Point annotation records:

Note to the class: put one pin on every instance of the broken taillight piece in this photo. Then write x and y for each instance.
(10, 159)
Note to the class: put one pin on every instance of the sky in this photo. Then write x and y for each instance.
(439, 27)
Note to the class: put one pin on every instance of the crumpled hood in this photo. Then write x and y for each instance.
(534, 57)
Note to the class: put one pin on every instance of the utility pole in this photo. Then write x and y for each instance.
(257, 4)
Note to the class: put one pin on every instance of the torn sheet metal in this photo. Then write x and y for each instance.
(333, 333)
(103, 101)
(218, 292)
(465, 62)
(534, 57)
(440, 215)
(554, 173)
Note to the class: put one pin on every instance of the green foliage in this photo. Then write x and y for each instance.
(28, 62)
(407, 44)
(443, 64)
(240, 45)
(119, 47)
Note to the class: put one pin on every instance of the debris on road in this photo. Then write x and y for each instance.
...
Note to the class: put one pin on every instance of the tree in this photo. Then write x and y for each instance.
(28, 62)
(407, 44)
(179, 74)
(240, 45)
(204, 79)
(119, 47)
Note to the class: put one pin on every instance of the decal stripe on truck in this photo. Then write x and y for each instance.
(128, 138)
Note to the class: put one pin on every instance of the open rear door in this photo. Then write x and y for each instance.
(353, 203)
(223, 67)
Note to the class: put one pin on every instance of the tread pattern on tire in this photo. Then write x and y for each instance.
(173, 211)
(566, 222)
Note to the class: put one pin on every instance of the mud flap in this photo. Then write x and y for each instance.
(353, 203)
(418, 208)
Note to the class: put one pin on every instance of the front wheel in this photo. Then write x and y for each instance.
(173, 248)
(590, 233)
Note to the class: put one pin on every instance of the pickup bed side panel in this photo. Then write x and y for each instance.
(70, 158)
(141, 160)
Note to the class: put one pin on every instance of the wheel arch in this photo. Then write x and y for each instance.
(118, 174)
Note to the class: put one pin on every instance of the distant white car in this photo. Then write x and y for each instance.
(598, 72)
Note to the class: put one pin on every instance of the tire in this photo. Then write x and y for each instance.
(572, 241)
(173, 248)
--
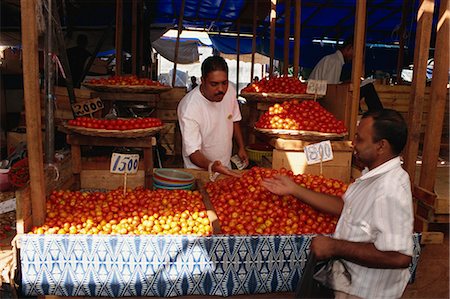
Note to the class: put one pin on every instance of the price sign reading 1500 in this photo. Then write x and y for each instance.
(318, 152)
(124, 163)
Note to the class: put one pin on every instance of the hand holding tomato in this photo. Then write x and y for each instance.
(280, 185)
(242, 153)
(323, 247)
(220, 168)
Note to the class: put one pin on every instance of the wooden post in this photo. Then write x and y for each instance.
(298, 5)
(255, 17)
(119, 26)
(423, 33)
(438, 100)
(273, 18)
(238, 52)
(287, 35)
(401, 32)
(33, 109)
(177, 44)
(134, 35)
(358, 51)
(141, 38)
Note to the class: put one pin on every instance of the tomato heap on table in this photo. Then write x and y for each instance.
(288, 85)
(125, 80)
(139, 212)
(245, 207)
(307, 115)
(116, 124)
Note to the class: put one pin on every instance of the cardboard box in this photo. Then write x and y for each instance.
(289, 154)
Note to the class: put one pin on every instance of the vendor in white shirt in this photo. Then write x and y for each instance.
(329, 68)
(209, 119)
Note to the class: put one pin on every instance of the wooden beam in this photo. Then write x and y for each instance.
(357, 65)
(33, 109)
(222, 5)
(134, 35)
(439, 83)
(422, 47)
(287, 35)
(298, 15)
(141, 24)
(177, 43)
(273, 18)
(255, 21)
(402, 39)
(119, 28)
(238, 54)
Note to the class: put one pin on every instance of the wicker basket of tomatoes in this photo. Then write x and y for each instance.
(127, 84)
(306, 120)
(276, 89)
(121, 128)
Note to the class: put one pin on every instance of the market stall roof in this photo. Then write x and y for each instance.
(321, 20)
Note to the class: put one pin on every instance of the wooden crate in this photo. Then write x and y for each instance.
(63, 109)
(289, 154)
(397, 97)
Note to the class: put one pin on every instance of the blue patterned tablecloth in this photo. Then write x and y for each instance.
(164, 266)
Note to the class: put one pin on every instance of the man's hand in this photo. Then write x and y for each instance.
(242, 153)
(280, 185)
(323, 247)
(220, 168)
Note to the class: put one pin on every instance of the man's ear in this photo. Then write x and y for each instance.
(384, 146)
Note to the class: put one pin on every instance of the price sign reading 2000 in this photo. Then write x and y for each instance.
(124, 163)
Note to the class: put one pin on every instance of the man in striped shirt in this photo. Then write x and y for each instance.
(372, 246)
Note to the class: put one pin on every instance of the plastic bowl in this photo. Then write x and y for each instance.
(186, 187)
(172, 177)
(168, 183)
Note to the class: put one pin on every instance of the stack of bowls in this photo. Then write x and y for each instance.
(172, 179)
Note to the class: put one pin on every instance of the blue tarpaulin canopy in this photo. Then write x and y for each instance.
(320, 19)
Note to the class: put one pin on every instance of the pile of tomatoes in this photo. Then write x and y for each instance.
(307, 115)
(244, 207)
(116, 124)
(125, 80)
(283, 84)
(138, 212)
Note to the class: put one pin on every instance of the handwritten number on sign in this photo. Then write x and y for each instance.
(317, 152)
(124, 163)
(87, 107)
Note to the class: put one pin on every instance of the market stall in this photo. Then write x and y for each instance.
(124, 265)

Written problem: Edit everything from the line containing "of the broken" down to the line containing "of the debris", replacing "pin" with "marker" and keeping the rest of those lines the same. Return only those lines.

Response to the task:
Note to the class: put one marker on every instance of the broken taillight piece in this photo. Then write x and y for each instance.
(10, 159)
Note to the class: put one marker on every instance of the sky in this photo. Then write x and y for each instance.
(439, 27)
Note to the class: put one marker on every instance of the crumpled hood in this photo. Then write x and y for each instance.
(534, 57)
Note to the class: put one marker on every instance of the utility pole in this photo. Then write x and y for each instance.
(257, 4)
Note to the class: put one marker on every instance of the torn sheet metal in this photo. Then write x and y for each instance.
(333, 333)
(103, 101)
(218, 292)
(465, 62)
(534, 57)
(440, 215)
(554, 173)
Note to the class: put one marker on every instance of the green foliage in this photo. Then write x and y for each instance.
(28, 62)
(407, 44)
(443, 64)
(240, 45)
(119, 47)
Note to the class: put one marker on every instance of the debris on road in this photo. Then write x and y for each instance.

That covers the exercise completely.